— BEGIN Page —
In the script some things need some explaining. “dd” copies 2048 sectors instead of only the MBR sector, which contains the partition table. Grub uses the next sectors for storing the code which loads the next stage of grub. If you look at fdisk listing, you should notice that the first partition starts at sector 2048 (counting starts at 0). All the sectors between MBR and sector 2048 are officially unclaimed and grub usually uses the first 15 of them.

Another probably unfamiliar thing is storing the filesystem UUIDs. Those are referenced in the grub configuration file and must be set on restore for the system to boot up properly. Here is one boot menu entry using filesystem UUIDs:

menuentry 'Fedora (4.3.3-303.fc23.x86_64) 23 (Workstation Edition)' --class fedora --class gnu-linux --class gnu --class os --unrestricted $menuentry_id_option 'gnulinux-4.3.3-300.fc23.x86_64-advanced-ab89bb56-fb4e-47db-b22b-f083a9d32902' {
        load_video
        set gfxpayload=keep
        insmod gzio
        insmod part_msdos
        insmod ext2
        set root='hd0,msdos1'
        if [ x$feature_platform_search_hint = xy ]; then
          search --no-floppy --fs-uuid --set=root --hint-bios=hd0,msdos1 --hint-efi=hd0,msdos1 --hint-baremetal=ahci0,msdos1 --hint='hd0,msdos1'  7c2569c1-9fc1-4ae0-8efe-c83bd1a5d346
        else
          search --no-floppy --fs-uuid --set=root 7c2569c1-9fc1-4ae0-8efe-c83bd1a5d346
        fi
        linux16 /vmlinuz-4.3.3-303.fc23.x86_64 root=UUID=ab89bb56-fb4e-47db-b22b-f083a9d32902 ro rhgb quiet LANG=fi_FI.UTF-8
        initrd16 /initramfs-4.3.3-303.fc23.x86_64.img
}

Those filesystem UUIDs referenced are:

# cat sda1.uuid 
7c2569c1-9fc1-4ae0-8efe-c83bd1a5d346
# cat sda3.uuid
ab89bb56-fb4e-47db-b22b-f083a9d32902

Now we are ready to set the backup script to run automatically on even days by adding the following line to /etc/crontab:

# Example of job definition:
# .---------------- minute (0 - 59)
— END Page —
— BEGIN Provided records —
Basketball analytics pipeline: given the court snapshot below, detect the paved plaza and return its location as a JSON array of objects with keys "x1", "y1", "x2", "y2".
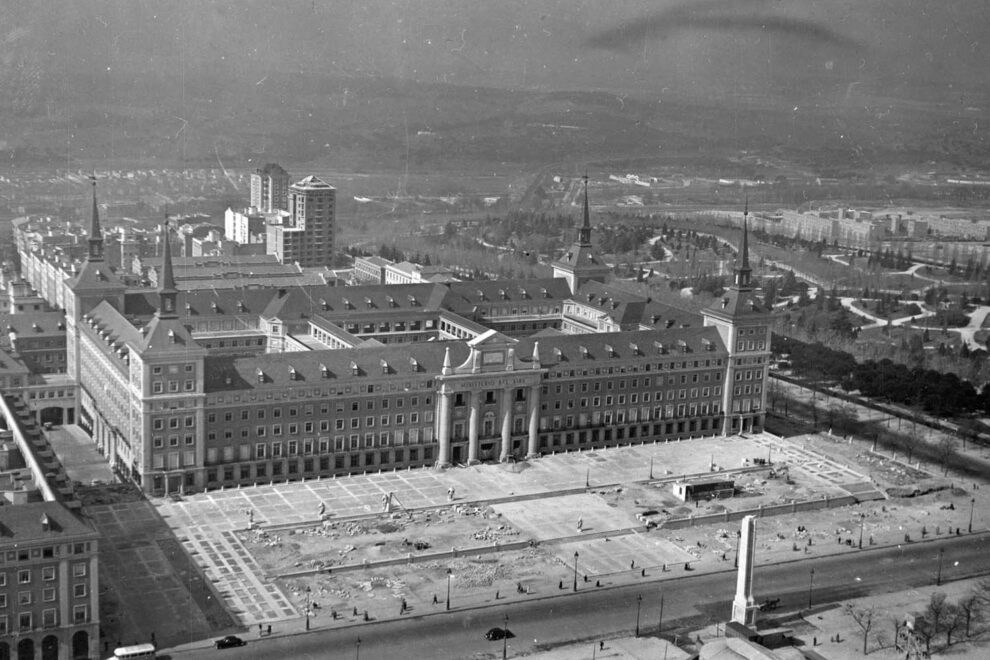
[
  {"x1": 156, "y1": 434, "x2": 888, "y2": 626},
  {"x1": 56, "y1": 434, "x2": 986, "y2": 647}
]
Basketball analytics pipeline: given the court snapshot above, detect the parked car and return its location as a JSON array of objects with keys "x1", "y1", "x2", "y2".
[
  {"x1": 214, "y1": 635, "x2": 247, "y2": 649},
  {"x1": 485, "y1": 628, "x2": 515, "y2": 642}
]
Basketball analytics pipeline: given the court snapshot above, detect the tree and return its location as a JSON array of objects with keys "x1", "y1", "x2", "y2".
[
  {"x1": 845, "y1": 603, "x2": 877, "y2": 655},
  {"x1": 928, "y1": 591, "x2": 953, "y2": 653},
  {"x1": 935, "y1": 435, "x2": 956, "y2": 476}
]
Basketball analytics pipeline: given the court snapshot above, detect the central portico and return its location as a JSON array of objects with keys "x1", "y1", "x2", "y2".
[{"x1": 437, "y1": 330, "x2": 545, "y2": 467}]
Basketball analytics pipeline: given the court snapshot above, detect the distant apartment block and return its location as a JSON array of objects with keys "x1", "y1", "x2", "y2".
[
  {"x1": 266, "y1": 176, "x2": 337, "y2": 267},
  {"x1": 251, "y1": 163, "x2": 289, "y2": 213},
  {"x1": 223, "y1": 208, "x2": 268, "y2": 245}
]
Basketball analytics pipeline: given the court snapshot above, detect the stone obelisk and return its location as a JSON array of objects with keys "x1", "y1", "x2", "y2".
[{"x1": 732, "y1": 516, "x2": 756, "y2": 626}]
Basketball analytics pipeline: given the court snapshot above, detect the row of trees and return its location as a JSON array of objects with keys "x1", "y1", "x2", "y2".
[
  {"x1": 771, "y1": 334, "x2": 990, "y2": 417},
  {"x1": 845, "y1": 578, "x2": 990, "y2": 659}
]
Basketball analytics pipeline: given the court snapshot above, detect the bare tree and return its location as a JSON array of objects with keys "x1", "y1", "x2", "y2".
[
  {"x1": 845, "y1": 603, "x2": 877, "y2": 655},
  {"x1": 890, "y1": 615, "x2": 907, "y2": 651},
  {"x1": 958, "y1": 591, "x2": 982, "y2": 637},
  {"x1": 935, "y1": 435, "x2": 957, "y2": 476},
  {"x1": 915, "y1": 591, "x2": 950, "y2": 653},
  {"x1": 942, "y1": 603, "x2": 966, "y2": 646}
]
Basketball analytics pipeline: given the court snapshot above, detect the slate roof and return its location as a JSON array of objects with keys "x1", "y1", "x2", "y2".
[{"x1": 0, "y1": 502, "x2": 99, "y2": 544}]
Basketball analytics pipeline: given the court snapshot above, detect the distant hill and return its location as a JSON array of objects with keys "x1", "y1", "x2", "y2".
[{"x1": 0, "y1": 0, "x2": 990, "y2": 168}]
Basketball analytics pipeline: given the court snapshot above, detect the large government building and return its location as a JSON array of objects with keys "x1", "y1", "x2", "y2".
[{"x1": 65, "y1": 179, "x2": 770, "y2": 494}]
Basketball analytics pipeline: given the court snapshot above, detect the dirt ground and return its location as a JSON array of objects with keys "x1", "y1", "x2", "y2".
[{"x1": 231, "y1": 434, "x2": 978, "y2": 625}]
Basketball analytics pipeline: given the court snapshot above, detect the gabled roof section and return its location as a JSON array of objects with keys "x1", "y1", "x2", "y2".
[
  {"x1": 0, "y1": 502, "x2": 100, "y2": 546},
  {"x1": 292, "y1": 174, "x2": 336, "y2": 190},
  {"x1": 205, "y1": 342, "x2": 468, "y2": 393}
]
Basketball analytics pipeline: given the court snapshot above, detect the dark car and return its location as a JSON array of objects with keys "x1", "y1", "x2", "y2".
[
  {"x1": 485, "y1": 628, "x2": 515, "y2": 642},
  {"x1": 214, "y1": 635, "x2": 247, "y2": 649}
]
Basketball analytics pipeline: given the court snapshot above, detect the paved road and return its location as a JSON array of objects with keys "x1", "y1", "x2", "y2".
[{"x1": 171, "y1": 534, "x2": 990, "y2": 660}]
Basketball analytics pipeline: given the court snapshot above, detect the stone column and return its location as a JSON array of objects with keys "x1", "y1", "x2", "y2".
[
  {"x1": 437, "y1": 384, "x2": 453, "y2": 467},
  {"x1": 468, "y1": 391, "x2": 481, "y2": 465},
  {"x1": 526, "y1": 383, "x2": 540, "y2": 458},
  {"x1": 498, "y1": 387, "x2": 512, "y2": 463},
  {"x1": 732, "y1": 516, "x2": 756, "y2": 626}
]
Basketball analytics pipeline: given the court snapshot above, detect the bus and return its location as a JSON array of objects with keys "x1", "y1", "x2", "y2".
[{"x1": 107, "y1": 644, "x2": 157, "y2": 660}]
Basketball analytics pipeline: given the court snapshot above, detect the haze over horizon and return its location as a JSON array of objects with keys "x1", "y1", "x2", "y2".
[{"x1": 0, "y1": 0, "x2": 990, "y2": 170}]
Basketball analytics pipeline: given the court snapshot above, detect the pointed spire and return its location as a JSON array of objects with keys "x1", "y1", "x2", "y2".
[
  {"x1": 578, "y1": 172, "x2": 591, "y2": 245},
  {"x1": 158, "y1": 215, "x2": 179, "y2": 318},
  {"x1": 440, "y1": 346, "x2": 454, "y2": 376},
  {"x1": 87, "y1": 173, "x2": 103, "y2": 262},
  {"x1": 736, "y1": 196, "x2": 753, "y2": 288}
]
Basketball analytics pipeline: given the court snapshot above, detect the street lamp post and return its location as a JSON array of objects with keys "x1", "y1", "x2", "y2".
[
  {"x1": 808, "y1": 569, "x2": 815, "y2": 610},
  {"x1": 657, "y1": 591, "x2": 663, "y2": 635},
  {"x1": 502, "y1": 614, "x2": 509, "y2": 660},
  {"x1": 446, "y1": 568, "x2": 450, "y2": 612},
  {"x1": 306, "y1": 587, "x2": 310, "y2": 630},
  {"x1": 636, "y1": 594, "x2": 643, "y2": 637}
]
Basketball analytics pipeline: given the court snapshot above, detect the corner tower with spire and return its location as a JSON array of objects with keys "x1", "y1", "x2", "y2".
[
  {"x1": 64, "y1": 176, "x2": 127, "y2": 402},
  {"x1": 551, "y1": 174, "x2": 612, "y2": 294},
  {"x1": 702, "y1": 202, "x2": 770, "y2": 435}
]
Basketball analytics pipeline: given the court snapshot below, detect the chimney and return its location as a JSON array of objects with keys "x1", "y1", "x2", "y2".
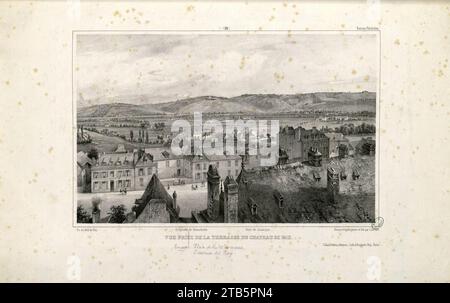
[
  {"x1": 92, "y1": 208, "x2": 100, "y2": 223},
  {"x1": 172, "y1": 190, "x2": 177, "y2": 210},
  {"x1": 92, "y1": 197, "x2": 102, "y2": 223}
]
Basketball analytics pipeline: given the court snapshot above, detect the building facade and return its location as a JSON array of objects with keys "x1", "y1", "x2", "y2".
[
  {"x1": 91, "y1": 151, "x2": 156, "y2": 193},
  {"x1": 300, "y1": 127, "x2": 330, "y2": 161}
]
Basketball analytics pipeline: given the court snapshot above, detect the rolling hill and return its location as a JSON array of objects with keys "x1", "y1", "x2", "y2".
[{"x1": 77, "y1": 92, "x2": 376, "y2": 118}]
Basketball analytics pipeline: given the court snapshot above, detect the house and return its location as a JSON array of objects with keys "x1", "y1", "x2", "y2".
[
  {"x1": 279, "y1": 126, "x2": 303, "y2": 161},
  {"x1": 300, "y1": 127, "x2": 330, "y2": 161},
  {"x1": 91, "y1": 152, "x2": 135, "y2": 193},
  {"x1": 91, "y1": 148, "x2": 157, "y2": 193},
  {"x1": 279, "y1": 126, "x2": 330, "y2": 162},
  {"x1": 355, "y1": 137, "x2": 376, "y2": 156},
  {"x1": 185, "y1": 155, "x2": 242, "y2": 183},
  {"x1": 126, "y1": 174, "x2": 180, "y2": 223},
  {"x1": 325, "y1": 133, "x2": 349, "y2": 158},
  {"x1": 145, "y1": 149, "x2": 186, "y2": 179}
]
— END Provided records —
Tasks for this exercise
1. In one to three sentences, explain why the dd command on the backup-script page copies 2048 sectors rather than only the MBR sector.
2. Pick out and copy every line of the records that contains the word "below". Case counts.
The backup-script page and the records are unrelated material.

Final results
1. Grub stores the code that loads its next stage in the sectors that follow the MBR, so copying only the MBR sector would miss that code. The sectors between the MBR and sector 2048, where the first partition starts, are officially unclaimed, and grub usually uses the first 15 of them.

2.
Basketball analytics pipeline: given the court snapshot below, detect the paved plaza and return its location as a JSON array of objects with keys "x1", "y1", "x2", "y2".
Basketball analytics pipeline: given the court snapshot below, detect the chimney and return its location as a JSON array of objects with keys "x1", "y1", "x2", "y2".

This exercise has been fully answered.